▶ _WORK INSTRUCTIONS_:
Beginning at the line that contains "the window, dropping", transcribe the remaining lines of the listing exactly; include the final line and omit everything before.

▶ _STORED DATA_:
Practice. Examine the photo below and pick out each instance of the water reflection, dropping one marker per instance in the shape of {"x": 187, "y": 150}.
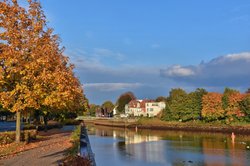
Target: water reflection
{"x": 147, "y": 147}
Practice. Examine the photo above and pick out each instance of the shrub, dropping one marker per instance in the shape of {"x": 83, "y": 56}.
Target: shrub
{"x": 9, "y": 137}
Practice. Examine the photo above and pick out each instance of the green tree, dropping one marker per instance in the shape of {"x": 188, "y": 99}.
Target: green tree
{"x": 176, "y": 104}
{"x": 93, "y": 109}
{"x": 34, "y": 74}
{"x": 192, "y": 105}
{"x": 245, "y": 107}
{"x": 212, "y": 107}
{"x": 161, "y": 98}
{"x": 225, "y": 100}
{"x": 108, "y": 107}
{"x": 124, "y": 99}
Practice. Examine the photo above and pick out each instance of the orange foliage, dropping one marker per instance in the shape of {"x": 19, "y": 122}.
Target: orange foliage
{"x": 233, "y": 104}
{"x": 212, "y": 106}
{"x": 34, "y": 73}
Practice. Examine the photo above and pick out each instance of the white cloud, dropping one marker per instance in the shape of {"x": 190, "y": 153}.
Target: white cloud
{"x": 228, "y": 70}
{"x": 112, "y": 86}
{"x": 177, "y": 70}
{"x": 240, "y": 56}
{"x": 104, "y": 53}
{"x": 155, "y": 46}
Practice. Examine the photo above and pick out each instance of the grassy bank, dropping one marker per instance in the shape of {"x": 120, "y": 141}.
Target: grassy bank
{"x": 156, "y": 124}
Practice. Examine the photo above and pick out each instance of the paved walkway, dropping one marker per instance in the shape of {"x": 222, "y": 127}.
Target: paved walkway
{"x": 49, "y": 152}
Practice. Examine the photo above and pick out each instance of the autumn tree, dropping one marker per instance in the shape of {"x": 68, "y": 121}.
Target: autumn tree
{"x": 161, "y": 98}
{"x": 212, "y": 107}
{"x": 93, "y": 109}
{"x": 124, "y": 99}
{"x": 108, "y": 107}
{"x": 245, "y": 107}
{"x": 34, "y": 74}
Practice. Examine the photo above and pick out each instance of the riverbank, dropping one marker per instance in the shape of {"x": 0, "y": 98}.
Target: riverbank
{"x": 48, "y": 150}
{"x": 156, "y": 124}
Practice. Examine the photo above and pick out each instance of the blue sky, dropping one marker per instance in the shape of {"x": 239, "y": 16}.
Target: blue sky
{"x": 151, "y": 46}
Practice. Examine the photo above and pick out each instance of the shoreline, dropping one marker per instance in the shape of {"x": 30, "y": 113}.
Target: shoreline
{"x": 243, "y": 130}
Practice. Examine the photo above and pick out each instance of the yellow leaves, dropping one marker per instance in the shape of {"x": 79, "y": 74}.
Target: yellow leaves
{"x": 36, "y": 72}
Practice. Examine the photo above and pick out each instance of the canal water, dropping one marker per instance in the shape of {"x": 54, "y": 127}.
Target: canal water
{"x": 7, "y": 126}
{"x": 123, "y": 147}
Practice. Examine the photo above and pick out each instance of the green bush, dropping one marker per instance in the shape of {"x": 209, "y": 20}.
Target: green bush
{"x": 71, "y": 122}
{"x": 9, "y": 137}
{"x": 75, "y": 140}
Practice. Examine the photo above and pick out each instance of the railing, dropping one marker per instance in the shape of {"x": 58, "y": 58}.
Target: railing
{"x": 85, "y": 147}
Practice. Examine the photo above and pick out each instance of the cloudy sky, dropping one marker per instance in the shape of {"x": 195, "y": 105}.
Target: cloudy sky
{"x": 151, "y": 46}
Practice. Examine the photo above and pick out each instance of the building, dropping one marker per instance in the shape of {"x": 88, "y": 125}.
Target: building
{"x": 147, "y": 108}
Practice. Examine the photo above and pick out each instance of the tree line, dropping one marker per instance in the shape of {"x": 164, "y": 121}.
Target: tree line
{"x": 34, "y": 73}
{"x": 229, "y": 106}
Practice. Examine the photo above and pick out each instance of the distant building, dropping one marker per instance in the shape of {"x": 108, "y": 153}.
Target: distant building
{"x": 147, "y": 108}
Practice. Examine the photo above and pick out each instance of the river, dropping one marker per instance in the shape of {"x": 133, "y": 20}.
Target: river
{"x": 7, "y": 126}
{"x": 123, "y": 147}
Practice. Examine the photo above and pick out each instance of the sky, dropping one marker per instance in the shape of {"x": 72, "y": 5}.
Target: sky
{"x": 151, "y": 46}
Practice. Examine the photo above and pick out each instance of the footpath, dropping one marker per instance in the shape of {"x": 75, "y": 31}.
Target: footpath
{"x": 48, "y": 151}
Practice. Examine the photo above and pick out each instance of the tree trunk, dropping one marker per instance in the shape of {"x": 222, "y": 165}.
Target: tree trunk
{"x": 18, "y": 126}
{"x": 46, "y": 123}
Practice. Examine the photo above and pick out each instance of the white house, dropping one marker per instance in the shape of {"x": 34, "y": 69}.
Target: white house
{"x": 149, "y": 108}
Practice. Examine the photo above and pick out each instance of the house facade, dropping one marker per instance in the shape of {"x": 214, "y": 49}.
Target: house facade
{"x": 147, "y": 108}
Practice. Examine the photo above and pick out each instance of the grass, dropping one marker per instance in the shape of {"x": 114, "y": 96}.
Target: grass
{"x": 10, "y": 149}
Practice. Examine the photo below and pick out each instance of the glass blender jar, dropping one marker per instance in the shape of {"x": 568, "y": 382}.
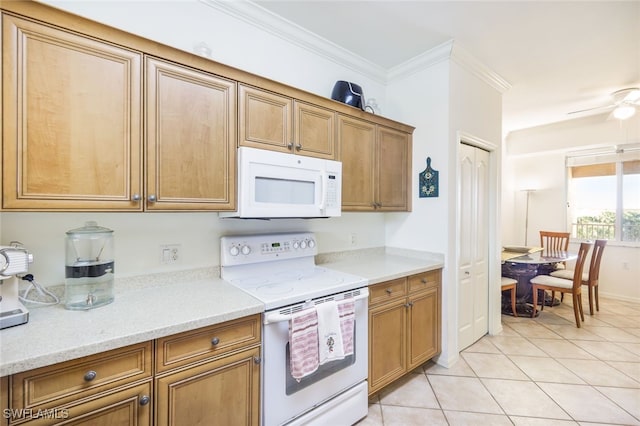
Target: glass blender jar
{"x": 89, "y": 267}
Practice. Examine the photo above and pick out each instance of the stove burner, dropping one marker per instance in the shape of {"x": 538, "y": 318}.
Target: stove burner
{"x": 274, "y": 289}
{"x": 250, "y": 281}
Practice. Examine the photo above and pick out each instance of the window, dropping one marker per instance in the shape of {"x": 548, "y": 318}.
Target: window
{"x": 604, "y": 195}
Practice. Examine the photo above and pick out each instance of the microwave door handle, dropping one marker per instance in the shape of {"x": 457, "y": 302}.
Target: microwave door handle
{"x": 323, "y": 191}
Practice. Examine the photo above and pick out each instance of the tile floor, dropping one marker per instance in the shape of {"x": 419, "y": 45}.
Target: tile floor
{"x": 542, "y": 371}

▶ _FINISHED EXERCISE_:
Practice. Examine the photo above and pick out each instance of the window, dropping one marker per instance in the shape of {"x": 548, "y": 318}.
Target: window
{"x": 604, "y": 195}
Practice. Examine the photo above and pick out each instance of the microwave door handle, dropping one marker per instance in the shape of {"x": 457, "y": 302}.
Target: microwave door handle
{"x": 323, "y": 191}
Practice. Examine the photo above and pick out each instance of the tile floor, dropping one marker per instance in the shape of {"x": 419, "y": 45}.
Target: tile floor
{"x": 542, "y": 371}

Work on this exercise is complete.